-- START OF TEXT EXTRACT --

# Orchestration vs arrangement??



## dannymc (Aug 10, 2015)

orchestration vs arrangement, my question is are they interlinked or separate skills? i know its vitally important to improve orchestration skills in this business but i'm wondering is arrangement a different beast altogether, or does getting better at orchestration produce a knock result of getting better at arrangement. or is top arrangement one of those purely creative skills that some composers possess over others or is it something that comes with experience? 

thanks guys


----------



## Zhao Shen (Aug 10, 2015)

They're quite close. My understanding of it, put simply, is that orchestration is writing for multiple parts as you're composing, whereas arrangement is taking existing material and writing out the parts. This usually results in a piece that has the spirit of the original material, but a unique touch from the arranger. So super super simplified: arrangement = orchestration based on existing material.

Edit: wording


----------



## Guy Bacos (Aug 10, 2015)

A good orchestrator is also an arranger as long as it is within the traditional instruments of the orchestra. However, the modern arranger, who may not be as good orchestrator, has a different kind of flexibility, more commercially skilled, will work with more modern instruments and sounds. At least that's the way I see it.


----------



## DocMidi657 (Aug 10, 2015)

I googled Arrangement versus Orchestration and found this article that you may find helpful. http://forum.makemusic.com/attach.aspx/16594/How to Orchestrate and Arrange Music.pdf


----------



## JimmyPoppa (Aug 11, 2015)

-- END OF TEXT EXTRACT --
-- START OF PROVIDED INFORMATION --

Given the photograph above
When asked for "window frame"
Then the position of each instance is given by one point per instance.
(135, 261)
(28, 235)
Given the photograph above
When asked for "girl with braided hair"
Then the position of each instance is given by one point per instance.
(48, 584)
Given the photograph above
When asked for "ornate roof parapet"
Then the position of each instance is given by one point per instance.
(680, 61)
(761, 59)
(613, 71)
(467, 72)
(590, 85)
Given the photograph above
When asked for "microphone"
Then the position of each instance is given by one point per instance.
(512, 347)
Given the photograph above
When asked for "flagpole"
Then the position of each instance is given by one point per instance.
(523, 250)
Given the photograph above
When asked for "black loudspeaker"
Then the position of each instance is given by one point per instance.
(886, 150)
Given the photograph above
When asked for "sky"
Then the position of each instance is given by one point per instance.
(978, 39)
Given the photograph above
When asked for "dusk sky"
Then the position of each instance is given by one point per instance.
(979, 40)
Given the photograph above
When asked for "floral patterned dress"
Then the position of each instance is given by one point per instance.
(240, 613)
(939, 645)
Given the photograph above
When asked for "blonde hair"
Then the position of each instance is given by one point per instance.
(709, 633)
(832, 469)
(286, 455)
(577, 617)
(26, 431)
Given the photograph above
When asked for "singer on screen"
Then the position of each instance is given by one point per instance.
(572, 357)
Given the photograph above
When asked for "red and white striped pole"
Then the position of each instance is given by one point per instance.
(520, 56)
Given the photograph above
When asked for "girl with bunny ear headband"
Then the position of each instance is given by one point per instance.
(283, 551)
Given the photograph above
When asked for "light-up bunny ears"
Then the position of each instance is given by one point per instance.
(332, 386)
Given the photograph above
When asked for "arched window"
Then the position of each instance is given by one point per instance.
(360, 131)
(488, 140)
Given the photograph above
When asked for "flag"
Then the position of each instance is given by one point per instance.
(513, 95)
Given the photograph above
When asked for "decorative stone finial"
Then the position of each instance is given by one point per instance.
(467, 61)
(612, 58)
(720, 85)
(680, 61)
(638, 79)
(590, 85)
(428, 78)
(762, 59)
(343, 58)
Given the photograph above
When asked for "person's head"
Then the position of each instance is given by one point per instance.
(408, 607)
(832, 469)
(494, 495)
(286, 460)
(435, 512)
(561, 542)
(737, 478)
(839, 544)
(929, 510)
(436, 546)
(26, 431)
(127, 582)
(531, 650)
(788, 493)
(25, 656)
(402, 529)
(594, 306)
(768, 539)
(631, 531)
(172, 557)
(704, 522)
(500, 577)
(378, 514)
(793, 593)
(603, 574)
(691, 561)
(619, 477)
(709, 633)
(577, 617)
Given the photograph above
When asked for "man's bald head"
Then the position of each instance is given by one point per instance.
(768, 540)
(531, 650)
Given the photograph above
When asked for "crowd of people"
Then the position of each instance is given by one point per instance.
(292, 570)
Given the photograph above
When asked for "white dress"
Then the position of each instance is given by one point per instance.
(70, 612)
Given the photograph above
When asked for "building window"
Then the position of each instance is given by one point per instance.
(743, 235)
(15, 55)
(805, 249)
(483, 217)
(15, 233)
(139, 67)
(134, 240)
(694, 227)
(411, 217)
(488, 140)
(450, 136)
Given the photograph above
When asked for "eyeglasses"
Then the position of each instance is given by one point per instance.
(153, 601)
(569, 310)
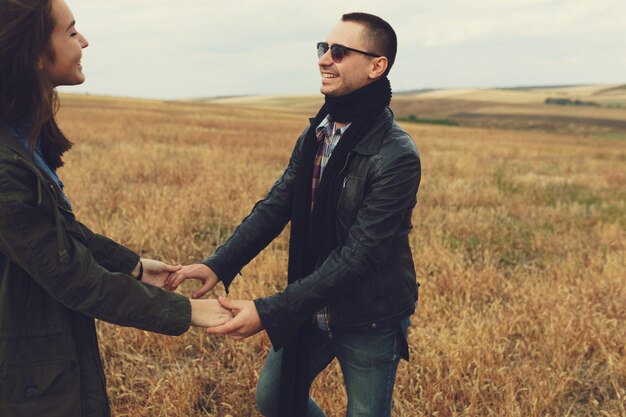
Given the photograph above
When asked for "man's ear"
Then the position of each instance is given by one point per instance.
(379, 67)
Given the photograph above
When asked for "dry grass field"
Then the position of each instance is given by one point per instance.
(519, 244)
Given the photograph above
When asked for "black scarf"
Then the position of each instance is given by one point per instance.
(313, 235)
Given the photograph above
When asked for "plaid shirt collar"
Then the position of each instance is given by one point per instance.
(326, 129)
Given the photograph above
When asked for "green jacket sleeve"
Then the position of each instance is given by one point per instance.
(32, 237)
(108, 253)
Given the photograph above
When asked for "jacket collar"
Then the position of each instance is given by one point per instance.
(6, 139)
(370, 144)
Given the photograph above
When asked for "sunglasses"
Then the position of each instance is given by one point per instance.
(337, 52)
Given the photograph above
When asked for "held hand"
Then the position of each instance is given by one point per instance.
(208, 313)
(200, 272)
(156, 272)
(246, 322)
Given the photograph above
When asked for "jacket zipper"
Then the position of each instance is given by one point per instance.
(62, 252)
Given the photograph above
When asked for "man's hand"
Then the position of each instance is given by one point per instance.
(246, 322)
(200, 272)
(156, 272)
(208, 313)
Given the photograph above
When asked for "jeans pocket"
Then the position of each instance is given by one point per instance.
(33, 388)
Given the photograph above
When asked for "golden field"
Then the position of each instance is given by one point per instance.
(519, 243)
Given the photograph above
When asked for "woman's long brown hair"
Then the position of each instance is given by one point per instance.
(25, 91)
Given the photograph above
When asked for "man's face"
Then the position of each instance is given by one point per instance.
(354, 71)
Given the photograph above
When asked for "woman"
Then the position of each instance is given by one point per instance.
(55, 274)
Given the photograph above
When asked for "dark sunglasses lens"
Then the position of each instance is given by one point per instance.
(322, 48)
(337, 52)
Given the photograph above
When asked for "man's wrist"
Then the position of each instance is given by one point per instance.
(137, 272)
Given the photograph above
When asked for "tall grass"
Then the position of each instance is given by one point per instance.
(519, 244)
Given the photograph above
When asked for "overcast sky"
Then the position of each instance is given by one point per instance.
(206, 48)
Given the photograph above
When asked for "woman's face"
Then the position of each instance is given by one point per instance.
(62, 62)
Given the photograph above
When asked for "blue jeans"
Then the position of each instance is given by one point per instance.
(368, 359)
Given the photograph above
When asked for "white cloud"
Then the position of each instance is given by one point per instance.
(164, 49)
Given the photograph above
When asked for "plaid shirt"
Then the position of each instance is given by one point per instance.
(328, 136)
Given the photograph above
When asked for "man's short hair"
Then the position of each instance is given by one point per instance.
(381, 35)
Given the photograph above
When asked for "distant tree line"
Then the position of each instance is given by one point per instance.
(568, 102)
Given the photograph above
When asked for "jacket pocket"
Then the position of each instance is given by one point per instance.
(50, 388)
(350, 200)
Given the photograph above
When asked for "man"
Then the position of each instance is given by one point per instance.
(349, 191)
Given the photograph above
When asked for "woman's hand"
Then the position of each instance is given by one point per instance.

-- END OF PROVIDED INFORMATION --

THE TASKS:
**1.** Using the orchestration vs arrangement thread, answer these:
(a) In Zhao Shen's super simplified version, arrangement equals what?
(b) According to Guy Bacos, what does the modern arranger work with?
(c) What did DocMidi657 type into Google?
**2.** Extend the forum thread on orchestration vs arrangement by writing the body of the post that follows its last header.

TASK-BY-TASK OUTPUTS:
**1.**
(a) Orchestration based on existing material.
(b) More modern instruments and sounds.
(c) Arrangement versus Orchestration.

**2.**
Hi All,

I wrote the following for my students, specifically to reply to the question posed by the OP. Please excuse the length:

*DEFINITIONS: Instrumentation; Music Preparation; Arranging; Orchestration*


*INSTRUMENTATION - is the study of the various musical instruments, their history, construction and functional methods as well as all the various playing techniques. It is also the study of the properties of these instruments including, the ranges, differences in tonal qualities from one register to another and the basic techniques of notation for these instruments. This is not orchestration itself. It is simply the study of the instruments themselves.*


*MUSIC PREPARATION – includes Scoring, Copying and Engraving. These are the various techniques of correctly notating music to be played by live musicians. *


· *Scoring is the correct preparation of a full score that completely represents all aspects of an entire composition.*

· *Copying is the correct preparation of all the individual parts of a score so that they can be played by instrumentalists. It can also be the preparation of a conductors score from the original composition.*

· *Engraving is the correct preparation of a musical score or parts for publication. The rules for Engraving are very specific and very strict. We will not be studying engraving in this class.*


*FYI: Instrumentation and Music Preparation are fundamental skills for Composers, Arrangers and Orchestrators. As a professional Orchestrator/Arranger you will be expected to know at least the basics of the above skills. Except for Engraving, this will definitely be a part of our course.*


*ARRANGING – is the art of creating original versions of already written compositions. Arranging can include changing the style of a piece, adding introductions, middle sections, endings, changing the original harmony with chord substitutions and voice leading as well as writing new counter melodies and other material. The key concept here is that an arranger actually changes the music by adding original material and/or changing the style. *


*ORCHESTRATION – at the most basic level, is the art of choosing and assigning various instruments to an already written composition. It is also the art of combining instruments and playing techniques in a way that brings out all the various nuances contained in a composition. Obviously, this is a very limited definition. Clearly, there is an incredibly wide range of choices for how and what instruments can be chosen and how they can be combined. *


*The key point is that, by strict definition, an orchestrator does not change the music the way an arranger does. Rather, the job of an orchestrator is to study a composition so that s/he is completely familiar with all the aspects of the piece and then to use all h/his knowledge of Instrumentation and Scoring to make choices that realize the full potential of a composition without changing the character, style or content of the piece. There are, of course, those orchestrators who only work on their own compositions and never orchestrate professionally for others.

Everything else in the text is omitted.